**Document extract:**
# Chorizo Fatty



## x0xsaywhutx0x (Jul 7, 2018)

Its been a long time since I've posted so I figured I would come back in style! A good old fatty I did up a couple days ago! Stuffed it with chorizo sausage, jalapenos, onions, and pepperjack cheese. Smoked it on my new Traeger Tailgater at around 250 degrees for about 2 1/2 hours.  Came out great!  Brought some to work for lunch and people were begging to have some and are even offering money for me to make them one!  I also tried making a version of it in a meatball form but when I tried to crisp up the bacon on the grill, I wasn't paying attention and ended up burning the bacon.


----------



## gmc2003 (Jul 7, 2018)

Looks awfully good from my screen.

Point for sure.

Chris


----------



## dcecil (Jul 7, 2018)

That looks delicious


----------



## chilerelleno (Jul 7, 2018)

Good looking fatty, I bet it tasted great.
That bacon looks so good...  Mmmmm!
I give it 4.5:5, it'd be 5:5 if I could see some oozing cheese.


----------



## x0xsaywhutx0x (Jul 7, 2018)

Thanks! Unfortunately I didnt realize I was low on cheese so I used what was left.


----------



## chilerelleno (Jul 7, 2018)

x0xsaywhutx0x said:


> Thanks! Unfortunately I didnt realize I was low on cheese so I used what was left.


Sometimes ya gotta make do... I would still be holding out my plate for a slice or two.


----------



## SmokinAl (Jul 8, 2018)

Fantastic looking fattie!
Nicely done!
Al


----------



## ksblazer (Jul 11, 2018)

Looks really good to me. I like chorizo alot. In fact I have plans on making a Mexican style fatty with chorizo. 

Your bacon wrap looks picture perfect.


----------

**Stored records:**
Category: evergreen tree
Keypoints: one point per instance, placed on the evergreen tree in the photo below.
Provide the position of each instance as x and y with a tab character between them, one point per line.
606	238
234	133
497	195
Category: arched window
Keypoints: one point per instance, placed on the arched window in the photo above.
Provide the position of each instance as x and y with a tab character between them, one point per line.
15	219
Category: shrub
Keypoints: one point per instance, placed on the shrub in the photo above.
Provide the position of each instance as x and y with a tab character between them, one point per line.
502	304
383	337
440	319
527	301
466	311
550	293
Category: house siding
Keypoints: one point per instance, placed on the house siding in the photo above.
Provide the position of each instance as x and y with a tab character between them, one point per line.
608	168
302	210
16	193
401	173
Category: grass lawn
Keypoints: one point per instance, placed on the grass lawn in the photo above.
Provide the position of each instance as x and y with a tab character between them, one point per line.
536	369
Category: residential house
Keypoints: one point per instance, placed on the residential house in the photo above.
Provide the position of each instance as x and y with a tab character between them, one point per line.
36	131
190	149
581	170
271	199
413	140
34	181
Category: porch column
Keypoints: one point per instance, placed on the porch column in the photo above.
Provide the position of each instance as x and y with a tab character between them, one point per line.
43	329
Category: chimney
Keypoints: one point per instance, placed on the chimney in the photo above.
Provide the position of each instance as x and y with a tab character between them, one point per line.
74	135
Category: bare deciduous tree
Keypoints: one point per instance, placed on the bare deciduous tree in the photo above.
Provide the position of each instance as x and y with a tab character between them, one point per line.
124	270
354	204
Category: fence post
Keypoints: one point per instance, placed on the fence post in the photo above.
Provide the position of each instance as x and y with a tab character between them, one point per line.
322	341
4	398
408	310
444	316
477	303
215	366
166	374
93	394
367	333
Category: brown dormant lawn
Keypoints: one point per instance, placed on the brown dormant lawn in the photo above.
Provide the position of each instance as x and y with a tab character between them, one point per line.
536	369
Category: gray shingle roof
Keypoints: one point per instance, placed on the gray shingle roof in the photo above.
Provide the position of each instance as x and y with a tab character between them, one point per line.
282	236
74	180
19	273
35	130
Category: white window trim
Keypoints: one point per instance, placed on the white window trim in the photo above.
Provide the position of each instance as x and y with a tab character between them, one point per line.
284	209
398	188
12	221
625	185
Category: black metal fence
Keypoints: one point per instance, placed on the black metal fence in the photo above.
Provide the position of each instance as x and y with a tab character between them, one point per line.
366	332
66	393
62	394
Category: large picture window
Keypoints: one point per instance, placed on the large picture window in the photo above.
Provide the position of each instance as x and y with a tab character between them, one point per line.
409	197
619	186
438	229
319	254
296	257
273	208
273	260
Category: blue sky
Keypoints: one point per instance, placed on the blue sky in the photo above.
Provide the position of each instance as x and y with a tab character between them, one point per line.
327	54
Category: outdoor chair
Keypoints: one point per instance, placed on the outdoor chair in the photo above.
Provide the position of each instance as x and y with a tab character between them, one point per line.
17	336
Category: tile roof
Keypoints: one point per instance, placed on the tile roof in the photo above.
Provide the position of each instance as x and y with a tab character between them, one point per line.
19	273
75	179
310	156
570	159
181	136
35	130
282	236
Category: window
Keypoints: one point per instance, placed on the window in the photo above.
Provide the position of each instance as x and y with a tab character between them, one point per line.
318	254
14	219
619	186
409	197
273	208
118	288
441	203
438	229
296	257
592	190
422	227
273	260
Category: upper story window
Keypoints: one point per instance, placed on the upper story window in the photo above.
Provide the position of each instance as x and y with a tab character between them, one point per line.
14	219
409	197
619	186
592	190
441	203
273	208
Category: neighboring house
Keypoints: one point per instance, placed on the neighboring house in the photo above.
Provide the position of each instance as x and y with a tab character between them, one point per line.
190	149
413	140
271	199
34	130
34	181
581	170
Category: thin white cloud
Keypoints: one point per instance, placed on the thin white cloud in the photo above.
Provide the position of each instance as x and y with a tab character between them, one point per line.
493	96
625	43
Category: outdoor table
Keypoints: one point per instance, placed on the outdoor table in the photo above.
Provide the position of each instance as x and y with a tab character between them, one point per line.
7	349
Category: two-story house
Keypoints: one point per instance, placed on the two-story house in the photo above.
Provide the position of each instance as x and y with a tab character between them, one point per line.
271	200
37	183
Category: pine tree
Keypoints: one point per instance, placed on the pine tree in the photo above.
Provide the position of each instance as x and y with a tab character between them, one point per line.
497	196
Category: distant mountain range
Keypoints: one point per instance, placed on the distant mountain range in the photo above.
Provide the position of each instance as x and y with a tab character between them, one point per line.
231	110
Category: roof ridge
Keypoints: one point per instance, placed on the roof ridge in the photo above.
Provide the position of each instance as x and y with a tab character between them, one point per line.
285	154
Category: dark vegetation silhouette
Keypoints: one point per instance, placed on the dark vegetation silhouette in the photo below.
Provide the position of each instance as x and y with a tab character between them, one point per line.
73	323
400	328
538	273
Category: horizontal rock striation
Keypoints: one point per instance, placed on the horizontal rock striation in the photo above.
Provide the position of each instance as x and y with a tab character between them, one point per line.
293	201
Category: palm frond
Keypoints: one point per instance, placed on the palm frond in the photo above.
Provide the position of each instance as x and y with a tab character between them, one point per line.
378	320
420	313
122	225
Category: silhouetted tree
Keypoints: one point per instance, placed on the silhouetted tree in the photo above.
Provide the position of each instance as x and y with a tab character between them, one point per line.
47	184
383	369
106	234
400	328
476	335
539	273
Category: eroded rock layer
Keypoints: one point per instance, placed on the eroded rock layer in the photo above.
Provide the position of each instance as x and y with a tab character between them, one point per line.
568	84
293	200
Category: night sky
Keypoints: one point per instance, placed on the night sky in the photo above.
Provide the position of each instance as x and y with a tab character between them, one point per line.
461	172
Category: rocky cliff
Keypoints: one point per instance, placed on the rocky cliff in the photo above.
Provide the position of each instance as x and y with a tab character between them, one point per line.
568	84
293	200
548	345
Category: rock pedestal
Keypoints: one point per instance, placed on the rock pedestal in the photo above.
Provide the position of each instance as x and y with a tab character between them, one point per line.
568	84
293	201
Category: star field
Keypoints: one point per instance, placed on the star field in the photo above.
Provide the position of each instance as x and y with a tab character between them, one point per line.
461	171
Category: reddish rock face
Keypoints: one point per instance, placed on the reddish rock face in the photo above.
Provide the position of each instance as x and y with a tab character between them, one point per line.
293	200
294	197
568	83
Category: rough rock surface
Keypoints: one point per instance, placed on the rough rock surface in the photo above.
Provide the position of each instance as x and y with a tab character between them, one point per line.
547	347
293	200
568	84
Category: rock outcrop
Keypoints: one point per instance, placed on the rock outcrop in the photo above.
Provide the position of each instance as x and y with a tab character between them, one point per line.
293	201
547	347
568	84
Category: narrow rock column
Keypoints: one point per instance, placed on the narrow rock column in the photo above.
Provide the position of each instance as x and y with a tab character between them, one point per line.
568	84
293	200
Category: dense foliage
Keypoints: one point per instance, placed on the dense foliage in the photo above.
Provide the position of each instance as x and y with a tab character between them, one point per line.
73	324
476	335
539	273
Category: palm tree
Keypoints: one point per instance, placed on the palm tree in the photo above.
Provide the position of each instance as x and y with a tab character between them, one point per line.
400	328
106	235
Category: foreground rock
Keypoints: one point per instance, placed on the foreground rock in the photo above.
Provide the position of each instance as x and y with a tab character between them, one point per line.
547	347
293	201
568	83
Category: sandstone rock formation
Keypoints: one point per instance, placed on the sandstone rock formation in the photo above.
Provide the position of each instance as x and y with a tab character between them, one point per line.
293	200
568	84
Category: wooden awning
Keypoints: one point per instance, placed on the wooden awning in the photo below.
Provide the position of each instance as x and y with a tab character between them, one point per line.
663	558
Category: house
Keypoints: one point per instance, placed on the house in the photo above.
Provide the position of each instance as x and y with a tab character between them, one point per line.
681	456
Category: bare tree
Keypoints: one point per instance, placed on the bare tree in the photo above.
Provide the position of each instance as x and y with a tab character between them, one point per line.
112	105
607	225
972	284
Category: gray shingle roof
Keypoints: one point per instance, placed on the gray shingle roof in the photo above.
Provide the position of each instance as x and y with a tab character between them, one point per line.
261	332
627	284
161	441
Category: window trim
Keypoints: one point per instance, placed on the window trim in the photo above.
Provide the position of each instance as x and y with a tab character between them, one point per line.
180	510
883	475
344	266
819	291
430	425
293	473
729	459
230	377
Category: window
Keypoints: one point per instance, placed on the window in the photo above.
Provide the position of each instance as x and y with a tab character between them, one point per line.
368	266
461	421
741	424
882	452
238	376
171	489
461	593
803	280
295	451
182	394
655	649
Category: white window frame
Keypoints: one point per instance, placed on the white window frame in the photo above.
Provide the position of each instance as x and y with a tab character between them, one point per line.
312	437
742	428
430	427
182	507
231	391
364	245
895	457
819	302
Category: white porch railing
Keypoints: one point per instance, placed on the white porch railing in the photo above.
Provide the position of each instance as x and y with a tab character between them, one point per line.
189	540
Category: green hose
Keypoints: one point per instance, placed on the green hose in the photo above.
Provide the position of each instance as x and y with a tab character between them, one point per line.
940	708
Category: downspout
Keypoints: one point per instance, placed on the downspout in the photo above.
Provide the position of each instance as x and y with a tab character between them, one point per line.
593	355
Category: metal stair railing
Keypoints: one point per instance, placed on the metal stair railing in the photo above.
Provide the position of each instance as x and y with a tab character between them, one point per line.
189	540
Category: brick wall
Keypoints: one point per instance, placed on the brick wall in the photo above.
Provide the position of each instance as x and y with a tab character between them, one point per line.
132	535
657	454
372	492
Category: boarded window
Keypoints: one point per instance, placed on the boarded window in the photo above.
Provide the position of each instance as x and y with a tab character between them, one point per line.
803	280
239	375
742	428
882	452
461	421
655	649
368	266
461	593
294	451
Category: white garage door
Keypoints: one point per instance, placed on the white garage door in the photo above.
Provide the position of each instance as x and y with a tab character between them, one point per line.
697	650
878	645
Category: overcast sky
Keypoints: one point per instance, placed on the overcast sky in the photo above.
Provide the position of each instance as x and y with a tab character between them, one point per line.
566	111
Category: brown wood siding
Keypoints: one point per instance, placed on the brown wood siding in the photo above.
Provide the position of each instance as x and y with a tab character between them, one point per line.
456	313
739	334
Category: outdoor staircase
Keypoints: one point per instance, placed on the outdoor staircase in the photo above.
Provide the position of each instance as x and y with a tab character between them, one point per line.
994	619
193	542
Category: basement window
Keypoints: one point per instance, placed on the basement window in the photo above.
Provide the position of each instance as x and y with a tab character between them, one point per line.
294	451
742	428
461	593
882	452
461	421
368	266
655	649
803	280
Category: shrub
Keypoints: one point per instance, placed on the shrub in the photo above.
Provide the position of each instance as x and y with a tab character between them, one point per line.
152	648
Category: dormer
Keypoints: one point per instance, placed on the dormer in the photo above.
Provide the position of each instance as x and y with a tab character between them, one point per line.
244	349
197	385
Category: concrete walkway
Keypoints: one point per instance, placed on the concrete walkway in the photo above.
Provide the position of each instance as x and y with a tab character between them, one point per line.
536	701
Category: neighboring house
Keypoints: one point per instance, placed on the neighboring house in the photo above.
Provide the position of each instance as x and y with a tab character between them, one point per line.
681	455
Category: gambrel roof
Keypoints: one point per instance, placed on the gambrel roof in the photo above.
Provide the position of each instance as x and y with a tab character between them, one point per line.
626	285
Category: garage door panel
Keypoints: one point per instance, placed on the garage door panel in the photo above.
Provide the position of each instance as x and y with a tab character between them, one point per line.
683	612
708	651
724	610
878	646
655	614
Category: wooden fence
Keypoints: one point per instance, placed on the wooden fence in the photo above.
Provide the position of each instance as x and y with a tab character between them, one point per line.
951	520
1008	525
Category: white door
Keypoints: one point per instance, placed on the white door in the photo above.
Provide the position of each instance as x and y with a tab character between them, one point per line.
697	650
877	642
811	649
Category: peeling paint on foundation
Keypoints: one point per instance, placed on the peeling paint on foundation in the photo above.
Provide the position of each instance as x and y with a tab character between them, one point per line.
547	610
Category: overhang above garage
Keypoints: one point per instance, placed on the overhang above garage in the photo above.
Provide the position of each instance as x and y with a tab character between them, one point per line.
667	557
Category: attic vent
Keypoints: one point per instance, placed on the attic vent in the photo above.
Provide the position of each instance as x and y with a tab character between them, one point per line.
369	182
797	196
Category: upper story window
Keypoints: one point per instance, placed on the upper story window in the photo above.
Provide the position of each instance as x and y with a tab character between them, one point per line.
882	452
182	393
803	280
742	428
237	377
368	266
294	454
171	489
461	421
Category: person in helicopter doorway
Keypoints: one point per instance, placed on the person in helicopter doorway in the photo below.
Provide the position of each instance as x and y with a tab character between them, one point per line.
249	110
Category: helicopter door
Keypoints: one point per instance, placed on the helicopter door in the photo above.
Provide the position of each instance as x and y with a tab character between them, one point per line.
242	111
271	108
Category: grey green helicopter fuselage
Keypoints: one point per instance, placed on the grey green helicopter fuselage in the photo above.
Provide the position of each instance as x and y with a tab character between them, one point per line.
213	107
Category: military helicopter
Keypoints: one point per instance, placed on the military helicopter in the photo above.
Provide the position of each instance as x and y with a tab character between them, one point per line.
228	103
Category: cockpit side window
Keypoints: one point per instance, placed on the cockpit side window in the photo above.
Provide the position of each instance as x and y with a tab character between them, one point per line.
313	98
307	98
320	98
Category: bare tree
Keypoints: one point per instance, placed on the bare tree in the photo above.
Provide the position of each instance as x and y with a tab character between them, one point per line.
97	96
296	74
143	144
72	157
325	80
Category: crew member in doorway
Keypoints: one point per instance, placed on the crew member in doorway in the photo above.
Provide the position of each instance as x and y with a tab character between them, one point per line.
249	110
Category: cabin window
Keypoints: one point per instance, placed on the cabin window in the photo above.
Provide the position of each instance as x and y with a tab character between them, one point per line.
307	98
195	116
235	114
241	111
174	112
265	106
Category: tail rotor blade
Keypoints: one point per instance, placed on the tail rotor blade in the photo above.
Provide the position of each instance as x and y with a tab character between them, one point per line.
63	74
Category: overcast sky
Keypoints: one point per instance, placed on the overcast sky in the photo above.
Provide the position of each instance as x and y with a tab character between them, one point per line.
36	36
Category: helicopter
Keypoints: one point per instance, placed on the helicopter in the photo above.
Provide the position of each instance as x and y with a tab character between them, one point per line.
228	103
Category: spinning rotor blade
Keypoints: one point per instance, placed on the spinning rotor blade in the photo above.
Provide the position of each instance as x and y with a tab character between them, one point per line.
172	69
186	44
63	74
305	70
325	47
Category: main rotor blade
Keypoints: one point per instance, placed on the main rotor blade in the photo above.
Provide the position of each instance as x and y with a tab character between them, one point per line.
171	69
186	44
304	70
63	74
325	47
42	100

**Problem requirements:** Repeat word for word the part of the chorizo fatty thread starting with "That looks delicious" and going on through "some oozing cheese.". The items stand apart from the chorizo fatty thread and are unrelated to it.

**Output for this task:**
That looks delicious


----------



## chilerelleno (Jul 7, 2018)

Good looking fatty, I bet it tasted great.
That bacon looks so good...  Mmmmm!
I give it 4.5:5, it'd be 5:5 if I could see some oozing cheese.